Source text:
________________________

For the calculation of the internal electric field F with Equation (10) and the QW width $d_{QW}(=L_W)$ with Equation (11), the effective mass of electrons and holes in In_0.055Ga_0.945N was set equal to $m_e^{*}=0.20m_0$ and $m_{hh}^{*}=2.20m_0$ in GaN [101], with the free electron rest mass $m_0$ = 9.109 × 10⁻³¹ kg, the elementary charge $q_e$ = 1.602 × 10⁻¹⁹ C, and Planck’s constant $\hslash =h/2\pi$, $h$ = 6.626 × 10⁻³⁴ m² kg/s.

The calculated QW width d_QW = d_InGaN = 7.09 ± 1.04 nm converges to the value of nominal thickness (9.5 ± 0.5 nm) striven.

________________________

Data lines:

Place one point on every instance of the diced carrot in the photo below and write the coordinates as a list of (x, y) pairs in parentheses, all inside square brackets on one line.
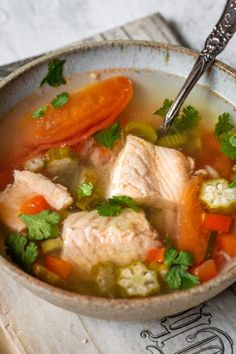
[(215, 222), (35, 205), (89, 110), (58, 266), (156, 255), (205, 271), (190, 232), (227, 243)]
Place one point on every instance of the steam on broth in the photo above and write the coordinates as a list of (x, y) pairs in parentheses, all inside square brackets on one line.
[(93, 200)]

________________________

Complete the following:
A: In the quantum well passage, what effective mass is used for heavy holes?
B: List every universal physical constant that the quantum well passage gives a numerical value for, along with that value.
C: Carry on the quantum well passage from its last sentence.

Per-task answers:
A: $m_{hh}^{*}=2.20m_0$, the value in GaN.

B:
- Free electron rest mass $m_0$ = 9.109 × 10⁻³¹ kg
- Elementary charge $q_e$ = 1.602 × 10⁻¹⁹ C
- Planck's constant $h$ = 6.626 × 10⁻³⁴ m² kg/s

C:
The calculated values of the In_0.055Ga_0.945N/GaN field F in the barrier interface region (F = F_B) are plotted in the inset of Figure 5 in dependence of the modulation voltage. FKOs are usually related to surface/interfaces, thus barrier regions of heterojunctions, and, in this case, to the field F_B existing at the InGaN/GaN interface barrier, which is expected to be weaker than the (total) field E_pol. For a pin structure, there are three contributions to the FKOs [99]: one from the unintentionally doped QW barriers that have a uniform electric field of F_B; the other two from the depletion regions, at the p- and n-sides, that have non-uniform electric fields with the maximum fields equal to F_B. Under small AC modulation, the period of the FKOs originating in the depletion region is determined by the maximum electric field F_B [95,99].

In general, if a quantum well (QW) structure is incorporated in the intrinsic region of a p-i-n diode, an external field can be applied, leading to an expression of the voltage drop across the DHS [72]:

$$V_{appl}+V_{bi}+E_w{L}_w+E_b{L}_b=0$$

(12)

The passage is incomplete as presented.